**Task description**. Transcribe precisely those lines of the listing that fall between the line containing "written like (618,380)." and the last line, inclusive of both.

Begin Data

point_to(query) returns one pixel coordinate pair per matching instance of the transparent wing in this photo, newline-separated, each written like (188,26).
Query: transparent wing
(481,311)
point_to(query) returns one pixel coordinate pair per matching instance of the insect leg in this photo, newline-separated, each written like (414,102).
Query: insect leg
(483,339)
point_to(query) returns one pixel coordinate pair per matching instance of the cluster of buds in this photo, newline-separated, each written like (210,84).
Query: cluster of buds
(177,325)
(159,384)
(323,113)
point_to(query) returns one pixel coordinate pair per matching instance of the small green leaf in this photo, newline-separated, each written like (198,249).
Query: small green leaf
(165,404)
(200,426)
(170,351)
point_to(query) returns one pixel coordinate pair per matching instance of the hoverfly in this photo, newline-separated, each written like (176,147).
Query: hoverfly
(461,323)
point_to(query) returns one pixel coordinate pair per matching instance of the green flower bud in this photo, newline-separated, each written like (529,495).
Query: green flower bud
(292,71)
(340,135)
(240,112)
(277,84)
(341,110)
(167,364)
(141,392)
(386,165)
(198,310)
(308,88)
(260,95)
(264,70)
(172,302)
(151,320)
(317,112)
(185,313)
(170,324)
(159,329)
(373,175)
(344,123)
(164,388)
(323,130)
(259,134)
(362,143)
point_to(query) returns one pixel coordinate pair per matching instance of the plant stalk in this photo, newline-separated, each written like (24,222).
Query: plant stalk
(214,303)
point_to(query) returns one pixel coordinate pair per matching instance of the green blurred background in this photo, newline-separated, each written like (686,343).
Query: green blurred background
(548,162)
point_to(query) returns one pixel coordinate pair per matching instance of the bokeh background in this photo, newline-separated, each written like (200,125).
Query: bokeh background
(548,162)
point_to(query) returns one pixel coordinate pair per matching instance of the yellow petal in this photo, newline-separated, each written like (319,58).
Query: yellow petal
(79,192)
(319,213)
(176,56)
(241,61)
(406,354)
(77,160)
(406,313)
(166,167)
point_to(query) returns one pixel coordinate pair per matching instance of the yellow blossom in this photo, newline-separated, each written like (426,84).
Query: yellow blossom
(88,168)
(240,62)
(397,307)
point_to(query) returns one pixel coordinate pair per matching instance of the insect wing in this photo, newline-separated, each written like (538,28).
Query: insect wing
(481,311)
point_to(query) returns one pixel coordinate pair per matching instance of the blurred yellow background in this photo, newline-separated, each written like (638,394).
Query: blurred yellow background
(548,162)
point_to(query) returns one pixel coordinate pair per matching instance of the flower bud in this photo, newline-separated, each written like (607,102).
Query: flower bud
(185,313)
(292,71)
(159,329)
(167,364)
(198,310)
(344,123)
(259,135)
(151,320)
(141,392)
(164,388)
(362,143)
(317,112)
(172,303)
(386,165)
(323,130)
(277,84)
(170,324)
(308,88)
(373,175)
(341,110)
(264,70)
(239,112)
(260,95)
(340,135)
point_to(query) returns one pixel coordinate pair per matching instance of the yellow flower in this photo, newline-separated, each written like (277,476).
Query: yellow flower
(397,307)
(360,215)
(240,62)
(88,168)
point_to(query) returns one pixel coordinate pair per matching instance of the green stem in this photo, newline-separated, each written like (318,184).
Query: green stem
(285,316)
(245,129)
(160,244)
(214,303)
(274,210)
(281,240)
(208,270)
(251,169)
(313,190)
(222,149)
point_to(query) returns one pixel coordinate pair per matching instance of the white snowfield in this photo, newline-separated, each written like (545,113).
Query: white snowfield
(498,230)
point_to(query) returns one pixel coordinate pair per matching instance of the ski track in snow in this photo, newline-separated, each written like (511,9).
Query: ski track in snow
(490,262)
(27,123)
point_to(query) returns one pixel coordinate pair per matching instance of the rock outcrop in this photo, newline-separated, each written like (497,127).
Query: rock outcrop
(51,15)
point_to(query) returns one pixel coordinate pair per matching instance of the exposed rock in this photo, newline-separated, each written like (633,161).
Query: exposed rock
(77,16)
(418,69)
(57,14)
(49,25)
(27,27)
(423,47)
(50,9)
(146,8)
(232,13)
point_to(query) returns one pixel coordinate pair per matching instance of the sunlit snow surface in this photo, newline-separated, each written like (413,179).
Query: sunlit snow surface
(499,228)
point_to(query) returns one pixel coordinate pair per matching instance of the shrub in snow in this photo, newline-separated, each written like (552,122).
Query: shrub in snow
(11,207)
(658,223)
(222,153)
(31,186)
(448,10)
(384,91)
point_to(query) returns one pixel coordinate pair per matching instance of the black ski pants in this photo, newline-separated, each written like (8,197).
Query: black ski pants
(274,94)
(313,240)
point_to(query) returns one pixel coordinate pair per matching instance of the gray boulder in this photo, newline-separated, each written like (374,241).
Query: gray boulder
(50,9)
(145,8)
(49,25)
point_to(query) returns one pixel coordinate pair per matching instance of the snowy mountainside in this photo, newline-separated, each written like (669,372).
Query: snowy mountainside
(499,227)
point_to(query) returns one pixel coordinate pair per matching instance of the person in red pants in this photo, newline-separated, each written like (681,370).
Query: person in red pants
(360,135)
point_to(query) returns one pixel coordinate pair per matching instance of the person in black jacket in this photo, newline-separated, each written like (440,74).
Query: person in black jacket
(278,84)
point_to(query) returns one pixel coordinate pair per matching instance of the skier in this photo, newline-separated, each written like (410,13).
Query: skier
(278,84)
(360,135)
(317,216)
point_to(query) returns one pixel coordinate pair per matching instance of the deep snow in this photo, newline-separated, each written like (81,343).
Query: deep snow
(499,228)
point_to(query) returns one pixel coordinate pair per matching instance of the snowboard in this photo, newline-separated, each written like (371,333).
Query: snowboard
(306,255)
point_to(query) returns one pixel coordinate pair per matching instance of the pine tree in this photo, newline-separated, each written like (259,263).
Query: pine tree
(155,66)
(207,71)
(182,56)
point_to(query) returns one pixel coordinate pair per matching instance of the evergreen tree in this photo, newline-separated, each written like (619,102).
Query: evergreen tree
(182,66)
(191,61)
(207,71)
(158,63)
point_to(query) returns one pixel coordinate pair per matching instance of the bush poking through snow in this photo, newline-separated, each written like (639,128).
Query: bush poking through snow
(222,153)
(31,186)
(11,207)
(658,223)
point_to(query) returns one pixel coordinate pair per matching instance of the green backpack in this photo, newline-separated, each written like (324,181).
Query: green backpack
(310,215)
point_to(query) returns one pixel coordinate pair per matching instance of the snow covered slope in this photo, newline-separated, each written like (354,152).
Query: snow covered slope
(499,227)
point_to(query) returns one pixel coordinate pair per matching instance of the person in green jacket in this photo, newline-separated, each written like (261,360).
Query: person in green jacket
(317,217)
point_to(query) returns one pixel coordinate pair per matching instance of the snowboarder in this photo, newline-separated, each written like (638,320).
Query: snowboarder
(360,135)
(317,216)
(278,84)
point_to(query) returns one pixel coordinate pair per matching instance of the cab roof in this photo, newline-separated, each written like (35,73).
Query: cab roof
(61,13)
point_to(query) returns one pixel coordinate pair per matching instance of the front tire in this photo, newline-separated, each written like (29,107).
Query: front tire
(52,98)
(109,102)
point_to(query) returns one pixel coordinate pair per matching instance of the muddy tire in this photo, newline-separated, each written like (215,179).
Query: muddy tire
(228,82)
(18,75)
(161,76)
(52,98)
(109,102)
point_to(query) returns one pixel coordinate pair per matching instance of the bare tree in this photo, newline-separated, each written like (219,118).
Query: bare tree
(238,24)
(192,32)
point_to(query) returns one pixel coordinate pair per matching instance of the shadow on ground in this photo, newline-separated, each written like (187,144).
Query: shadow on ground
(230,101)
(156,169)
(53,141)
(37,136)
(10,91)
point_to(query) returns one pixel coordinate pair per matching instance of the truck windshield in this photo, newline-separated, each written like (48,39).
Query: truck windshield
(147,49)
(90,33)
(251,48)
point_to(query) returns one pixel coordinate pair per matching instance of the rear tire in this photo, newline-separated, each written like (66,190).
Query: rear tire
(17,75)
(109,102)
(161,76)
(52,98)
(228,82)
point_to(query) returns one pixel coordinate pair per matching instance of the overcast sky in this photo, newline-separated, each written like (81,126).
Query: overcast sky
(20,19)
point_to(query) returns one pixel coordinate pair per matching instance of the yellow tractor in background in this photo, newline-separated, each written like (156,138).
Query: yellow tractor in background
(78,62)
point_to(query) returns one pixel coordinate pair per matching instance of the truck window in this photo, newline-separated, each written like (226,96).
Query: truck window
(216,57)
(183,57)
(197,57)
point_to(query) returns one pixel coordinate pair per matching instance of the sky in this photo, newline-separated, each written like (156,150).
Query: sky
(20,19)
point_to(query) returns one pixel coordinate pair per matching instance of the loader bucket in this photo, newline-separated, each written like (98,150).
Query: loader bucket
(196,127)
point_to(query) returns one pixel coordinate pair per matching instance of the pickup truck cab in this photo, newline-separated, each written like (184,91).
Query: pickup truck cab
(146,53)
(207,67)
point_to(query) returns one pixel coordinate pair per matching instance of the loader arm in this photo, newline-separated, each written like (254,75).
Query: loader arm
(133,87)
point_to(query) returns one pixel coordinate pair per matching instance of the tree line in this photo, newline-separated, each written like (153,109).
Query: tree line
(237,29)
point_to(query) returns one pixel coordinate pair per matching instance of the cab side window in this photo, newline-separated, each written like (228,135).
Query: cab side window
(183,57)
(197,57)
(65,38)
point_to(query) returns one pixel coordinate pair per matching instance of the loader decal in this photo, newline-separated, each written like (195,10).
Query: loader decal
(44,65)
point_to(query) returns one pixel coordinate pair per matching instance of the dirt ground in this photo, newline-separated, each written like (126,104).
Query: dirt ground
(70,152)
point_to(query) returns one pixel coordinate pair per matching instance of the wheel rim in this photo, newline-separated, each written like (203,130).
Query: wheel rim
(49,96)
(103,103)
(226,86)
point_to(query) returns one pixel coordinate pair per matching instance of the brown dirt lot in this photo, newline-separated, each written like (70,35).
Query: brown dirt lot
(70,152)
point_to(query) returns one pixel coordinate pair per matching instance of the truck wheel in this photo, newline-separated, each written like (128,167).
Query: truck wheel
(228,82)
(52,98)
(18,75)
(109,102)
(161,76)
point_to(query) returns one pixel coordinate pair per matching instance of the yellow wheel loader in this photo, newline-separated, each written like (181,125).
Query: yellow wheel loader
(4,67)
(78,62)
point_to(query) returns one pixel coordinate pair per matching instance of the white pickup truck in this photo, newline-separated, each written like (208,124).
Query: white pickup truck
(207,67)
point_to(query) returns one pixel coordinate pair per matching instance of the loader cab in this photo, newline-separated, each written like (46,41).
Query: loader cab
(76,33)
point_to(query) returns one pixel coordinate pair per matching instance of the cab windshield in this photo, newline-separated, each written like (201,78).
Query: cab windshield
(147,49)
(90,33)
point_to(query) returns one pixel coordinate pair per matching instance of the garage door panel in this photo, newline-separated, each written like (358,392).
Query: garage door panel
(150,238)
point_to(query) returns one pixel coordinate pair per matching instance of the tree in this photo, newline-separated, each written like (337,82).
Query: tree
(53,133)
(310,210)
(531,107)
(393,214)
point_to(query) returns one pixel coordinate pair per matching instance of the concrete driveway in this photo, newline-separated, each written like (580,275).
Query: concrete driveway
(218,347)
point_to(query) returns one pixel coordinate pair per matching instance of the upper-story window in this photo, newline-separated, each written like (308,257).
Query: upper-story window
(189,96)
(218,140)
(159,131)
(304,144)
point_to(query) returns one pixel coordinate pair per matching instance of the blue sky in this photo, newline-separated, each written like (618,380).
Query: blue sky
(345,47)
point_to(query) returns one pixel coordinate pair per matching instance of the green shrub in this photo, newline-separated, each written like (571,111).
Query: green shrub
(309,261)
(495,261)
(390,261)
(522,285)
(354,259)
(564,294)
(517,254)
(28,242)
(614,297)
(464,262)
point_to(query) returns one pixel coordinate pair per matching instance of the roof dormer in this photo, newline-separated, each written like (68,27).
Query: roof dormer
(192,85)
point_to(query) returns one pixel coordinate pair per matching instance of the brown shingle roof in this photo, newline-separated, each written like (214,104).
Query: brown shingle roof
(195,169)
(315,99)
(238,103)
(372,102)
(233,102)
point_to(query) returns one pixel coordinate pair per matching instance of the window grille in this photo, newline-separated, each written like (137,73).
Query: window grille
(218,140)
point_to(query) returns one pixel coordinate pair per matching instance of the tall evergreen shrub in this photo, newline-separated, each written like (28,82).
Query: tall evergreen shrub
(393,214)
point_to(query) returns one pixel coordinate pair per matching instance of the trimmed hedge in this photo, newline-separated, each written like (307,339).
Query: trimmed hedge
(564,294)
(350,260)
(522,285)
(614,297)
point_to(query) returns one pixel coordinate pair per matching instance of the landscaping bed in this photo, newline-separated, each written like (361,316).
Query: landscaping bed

End Data

**Complete answer**.
point_to(query) returns one pixel coordinate pair per matching instance of the blue sky in this photo, newline-separated, each written like (618,380).
Query: blue sky
(345,47)
point_to(query) returns one pixel coordinate pair per matching instance of the green shrub in this photo, newline-separated, each written like (571,111).
Query: green shrub
(309,261)
(495,261)
(390,261)
(522,285)
(354,259)
(564,294)
(517,254)
(28,242)
(614,297)
(464,262)
point_to(query) returns one pixel coordinate pair per matching instance of the roof dormer in this photo, newline-separated, each written like (68,27).
Query: roof dormer
(192,85)
point_to(query) returns one pixel coordinate pair per matching instance of the brown shingle roof in this photo, newline-separated, each written like (214,104).
Query: brown shingle roof
(195,169)
(315,99)
(238,103)
(372,102)
(233,102)
point_to(query) returns one pixel coordinate pair per matching instance of the window grille in this photo, newline-separated, each written like (137,73).
Query: window grille
(218,140)
point_to(query) returns one pixel coordinate pair per matching instance of the tall evergreen shrub in this photo, newline-separated, each written like (28,82).
Query: tall evergreen shrub
(393,214)
point_to(query) returns one pixel coordinate pair per matching instance of the trimmed hedge in this photo, newline-separated, each written like (307,339).
Query: trimmed hedge
(564,294)
(350,260)
(522,285)
(614,297)
point_to(query) returns one pixel coordinate pair per matching instance of the landscaping bed in this photo, newline-separated, each written like (361,316).
Query: landscaping bed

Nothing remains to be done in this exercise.